Stored records
──────

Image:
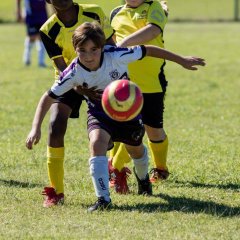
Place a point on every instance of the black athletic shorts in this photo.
(73, 100)
(130, 132)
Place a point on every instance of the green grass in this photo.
(179, 10)
(201, 198)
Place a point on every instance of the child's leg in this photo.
(140, 158)
(114, 150)
(158, 145)
(55, 159)
(28, 44)
(98, 161)
(41, 53)
(120, 158)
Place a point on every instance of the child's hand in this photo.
(165, 7)
(33, 138)
(191, 62)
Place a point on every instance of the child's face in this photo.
(89, 55)
(134, 3)
(61, 4)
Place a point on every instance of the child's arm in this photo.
(186, 62)
(141, 36)
(42, 108)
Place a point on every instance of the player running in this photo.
(97, 66)
(56, 35)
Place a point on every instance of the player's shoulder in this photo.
(115, 11)
(91, 8)
(51, 21)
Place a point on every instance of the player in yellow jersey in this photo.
(56, 34)
(143, 22)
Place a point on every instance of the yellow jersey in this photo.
(57, 38)
(125, 21)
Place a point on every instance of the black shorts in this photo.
(153, 108)
(33, 29)
(130, 132)
(73, 100)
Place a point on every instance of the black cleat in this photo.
(144, 186)
(100, 204)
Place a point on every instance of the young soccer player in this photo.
(97, 66)
(143, 22)
(56, 34)
(35, 14)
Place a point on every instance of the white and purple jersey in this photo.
(113, 66)
(35, 11)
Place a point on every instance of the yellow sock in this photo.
(120, 158)
(113, 151)
(55, 157)
(159, 153)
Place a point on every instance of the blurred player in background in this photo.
(34, 14)
(56, 35)
(143, 22)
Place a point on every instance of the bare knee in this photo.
(58, 125)
(155, 134)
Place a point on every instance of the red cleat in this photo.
(158, 174)
(51, 197)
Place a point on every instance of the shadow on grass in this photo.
(17, 184)
(230, 186)
(184, 205)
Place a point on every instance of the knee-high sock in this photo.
(41, 52)
(141, 165)
(27, 50)
(159, 153)
(100, 177)
(55, 159)
(114, 150)
(120, 158)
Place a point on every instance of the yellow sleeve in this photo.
(156, 15)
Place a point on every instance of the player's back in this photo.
(35, 11)
(126, 21)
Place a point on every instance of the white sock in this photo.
(141, 165)
(41, 52)
(27, 51)
(100, 176)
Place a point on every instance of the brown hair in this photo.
(89, 31)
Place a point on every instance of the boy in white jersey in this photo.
(97, 66)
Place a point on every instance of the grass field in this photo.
(200, 201)
(201, 198)
(179, 10)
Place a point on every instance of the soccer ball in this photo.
(122, 100)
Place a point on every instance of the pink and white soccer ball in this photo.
(122, 100)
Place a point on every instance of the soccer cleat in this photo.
(118, 179)
(51, 197)
(100, 204)
(144, 186)
(158, 174)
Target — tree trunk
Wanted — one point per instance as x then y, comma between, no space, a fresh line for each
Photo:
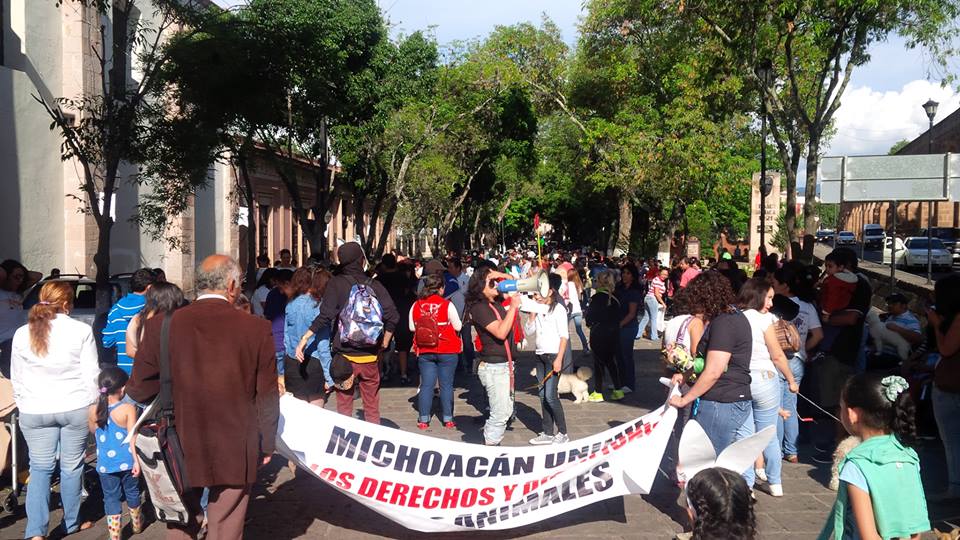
247,189
624,224
810,201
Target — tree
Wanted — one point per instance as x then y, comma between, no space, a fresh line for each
320,51
112,124
897,146
812,48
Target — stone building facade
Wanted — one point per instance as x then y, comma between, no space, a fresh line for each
47,51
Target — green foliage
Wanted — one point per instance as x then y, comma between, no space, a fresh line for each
897,146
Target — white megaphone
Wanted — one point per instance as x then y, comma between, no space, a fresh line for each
538,283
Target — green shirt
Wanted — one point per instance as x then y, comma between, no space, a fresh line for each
893,476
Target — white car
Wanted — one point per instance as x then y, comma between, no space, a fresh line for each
912,253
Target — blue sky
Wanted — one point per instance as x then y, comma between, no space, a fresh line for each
882,104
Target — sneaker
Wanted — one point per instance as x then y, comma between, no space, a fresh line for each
543,438
823,457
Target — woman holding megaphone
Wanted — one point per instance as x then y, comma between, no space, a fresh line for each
494,327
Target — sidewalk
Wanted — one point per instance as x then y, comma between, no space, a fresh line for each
287,506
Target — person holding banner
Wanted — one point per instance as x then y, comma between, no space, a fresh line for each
494,325
725,408
553,338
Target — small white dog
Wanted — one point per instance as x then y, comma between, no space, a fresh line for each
573,383
884,336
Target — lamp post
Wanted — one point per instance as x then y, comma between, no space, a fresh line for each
763,73
930,107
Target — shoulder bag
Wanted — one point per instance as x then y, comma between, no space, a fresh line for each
158,446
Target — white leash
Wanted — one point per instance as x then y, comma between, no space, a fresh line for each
824,411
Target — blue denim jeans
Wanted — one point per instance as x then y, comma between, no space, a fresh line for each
651,316
280,358
495,379
48,435
946,410
117,487
551,410
322,353
788,430
724,423
432,368
628,372
765,388
577,319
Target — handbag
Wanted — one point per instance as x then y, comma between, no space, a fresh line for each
158,446
787,336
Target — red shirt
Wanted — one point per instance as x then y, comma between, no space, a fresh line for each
437,308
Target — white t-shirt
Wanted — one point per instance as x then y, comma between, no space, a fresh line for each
806,320
759,322
672,335
548,325
259,298
573,298
65,379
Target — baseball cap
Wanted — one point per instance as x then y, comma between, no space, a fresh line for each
897,298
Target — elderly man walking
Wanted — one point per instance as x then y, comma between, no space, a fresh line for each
224,374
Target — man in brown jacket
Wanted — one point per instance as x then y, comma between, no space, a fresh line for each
225,395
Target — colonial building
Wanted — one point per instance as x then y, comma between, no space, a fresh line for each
911,216
48,51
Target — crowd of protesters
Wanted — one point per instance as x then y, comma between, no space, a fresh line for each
761,341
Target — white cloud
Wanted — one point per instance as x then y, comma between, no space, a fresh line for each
869,122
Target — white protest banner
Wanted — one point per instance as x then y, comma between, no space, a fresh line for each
431,485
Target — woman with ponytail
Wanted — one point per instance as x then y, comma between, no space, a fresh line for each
880,493
54,374
720,506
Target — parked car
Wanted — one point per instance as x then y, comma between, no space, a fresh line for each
912,252
846,238
873,235
825,235
84,295
949,237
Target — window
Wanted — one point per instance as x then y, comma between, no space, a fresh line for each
263,229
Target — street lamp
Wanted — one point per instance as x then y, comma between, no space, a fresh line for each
930,107
763,73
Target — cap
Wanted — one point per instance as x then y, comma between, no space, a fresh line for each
340,368
897,298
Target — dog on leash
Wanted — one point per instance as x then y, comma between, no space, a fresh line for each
573,383
841,452
884,336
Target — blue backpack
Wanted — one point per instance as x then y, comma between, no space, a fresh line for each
361,319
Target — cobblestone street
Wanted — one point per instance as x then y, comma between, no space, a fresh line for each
287,505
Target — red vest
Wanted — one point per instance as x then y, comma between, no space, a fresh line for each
449,339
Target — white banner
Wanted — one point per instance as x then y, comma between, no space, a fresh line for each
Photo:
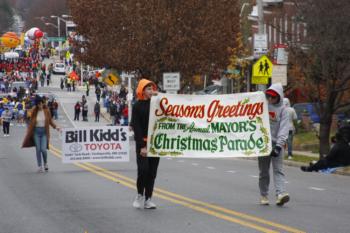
95,144
209,126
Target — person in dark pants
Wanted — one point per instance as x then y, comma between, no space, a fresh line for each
146,166
77,111
97,110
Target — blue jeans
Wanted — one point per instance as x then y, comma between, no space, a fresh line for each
40,140
290,142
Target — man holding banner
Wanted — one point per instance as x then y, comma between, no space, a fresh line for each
279,125
146,167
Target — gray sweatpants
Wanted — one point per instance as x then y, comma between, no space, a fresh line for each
264,174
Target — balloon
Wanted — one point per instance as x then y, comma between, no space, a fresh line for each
34,33
38,34
10,40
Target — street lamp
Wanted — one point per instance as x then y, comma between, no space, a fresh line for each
59,32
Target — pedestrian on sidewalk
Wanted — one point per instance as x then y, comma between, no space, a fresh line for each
55,109
98,93
85,110
38,132
6,117
77,111
48,79
42,79
73,84
279,126
146,166
62,83
97,110
292,118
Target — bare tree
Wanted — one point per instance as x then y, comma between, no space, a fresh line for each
156,36
6,14
36,13
324,58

──────

- Task objective
For each line of the data that includes the word "holding", return a copy of it.

- Answer to the problem
Target — woman holding megaphone
Target — person holding banner
Target — man holding banner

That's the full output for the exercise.